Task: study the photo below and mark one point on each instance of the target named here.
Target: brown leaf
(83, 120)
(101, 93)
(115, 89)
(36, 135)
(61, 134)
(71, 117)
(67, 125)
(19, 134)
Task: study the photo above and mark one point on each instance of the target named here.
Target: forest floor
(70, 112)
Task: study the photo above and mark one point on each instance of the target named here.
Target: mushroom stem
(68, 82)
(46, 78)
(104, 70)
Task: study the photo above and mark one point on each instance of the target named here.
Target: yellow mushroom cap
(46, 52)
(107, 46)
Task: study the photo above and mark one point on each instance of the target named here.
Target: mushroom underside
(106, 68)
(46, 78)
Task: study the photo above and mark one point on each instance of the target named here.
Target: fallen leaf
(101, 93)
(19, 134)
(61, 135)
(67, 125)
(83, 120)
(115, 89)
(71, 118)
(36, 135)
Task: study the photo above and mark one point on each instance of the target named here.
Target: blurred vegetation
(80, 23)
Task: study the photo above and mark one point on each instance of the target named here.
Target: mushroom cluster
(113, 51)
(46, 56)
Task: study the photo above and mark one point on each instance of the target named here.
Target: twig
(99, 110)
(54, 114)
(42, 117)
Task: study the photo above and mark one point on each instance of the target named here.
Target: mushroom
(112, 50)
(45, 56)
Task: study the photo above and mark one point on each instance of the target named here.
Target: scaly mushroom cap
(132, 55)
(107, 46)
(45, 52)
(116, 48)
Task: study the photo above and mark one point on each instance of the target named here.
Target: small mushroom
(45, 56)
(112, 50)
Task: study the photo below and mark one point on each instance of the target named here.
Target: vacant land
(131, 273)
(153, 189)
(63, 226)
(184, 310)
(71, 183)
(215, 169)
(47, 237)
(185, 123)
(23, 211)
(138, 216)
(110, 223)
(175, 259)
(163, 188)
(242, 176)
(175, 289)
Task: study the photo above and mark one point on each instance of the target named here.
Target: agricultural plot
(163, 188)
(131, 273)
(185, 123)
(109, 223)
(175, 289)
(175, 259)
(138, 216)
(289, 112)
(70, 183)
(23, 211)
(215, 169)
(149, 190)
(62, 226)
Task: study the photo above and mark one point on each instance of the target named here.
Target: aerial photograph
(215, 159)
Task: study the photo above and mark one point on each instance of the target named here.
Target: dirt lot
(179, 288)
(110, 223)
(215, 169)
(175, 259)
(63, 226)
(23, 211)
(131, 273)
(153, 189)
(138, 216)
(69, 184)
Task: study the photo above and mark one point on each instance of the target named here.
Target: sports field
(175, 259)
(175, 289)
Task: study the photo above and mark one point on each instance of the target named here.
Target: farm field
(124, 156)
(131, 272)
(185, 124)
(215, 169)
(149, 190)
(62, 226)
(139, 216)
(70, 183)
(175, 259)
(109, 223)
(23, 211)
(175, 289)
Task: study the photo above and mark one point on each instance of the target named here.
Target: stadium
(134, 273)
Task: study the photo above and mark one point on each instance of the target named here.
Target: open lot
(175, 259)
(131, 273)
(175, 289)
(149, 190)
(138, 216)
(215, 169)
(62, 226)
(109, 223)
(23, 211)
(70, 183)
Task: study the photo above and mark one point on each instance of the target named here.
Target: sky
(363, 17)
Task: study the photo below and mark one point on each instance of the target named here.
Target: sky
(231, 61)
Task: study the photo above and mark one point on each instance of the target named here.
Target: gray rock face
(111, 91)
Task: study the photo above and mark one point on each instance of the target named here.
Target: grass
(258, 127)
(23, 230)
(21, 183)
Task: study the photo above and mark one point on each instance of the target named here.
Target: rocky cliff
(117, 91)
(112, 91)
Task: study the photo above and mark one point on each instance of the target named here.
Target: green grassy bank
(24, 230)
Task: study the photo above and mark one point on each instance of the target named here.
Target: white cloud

——————

Prompt — Each line, starting with the one that holds "Target: grass" and ending with the last line of the listing, is to be restated exactly.

Answer for this exercise —
Target: grass
(258, 127)
(23, 230)
(21, 183)
Task: study the photo above and mark one point on each instance of the target named here.
Target: rocky cliff
(117, 91)
(112, 91)
Task: study the photo above and mark one point on each instance of the target named here.
Target: green grassy bank
(24, 230)
Task: study the photo above and mark one point on each instance of the target named here.
Target: white cloud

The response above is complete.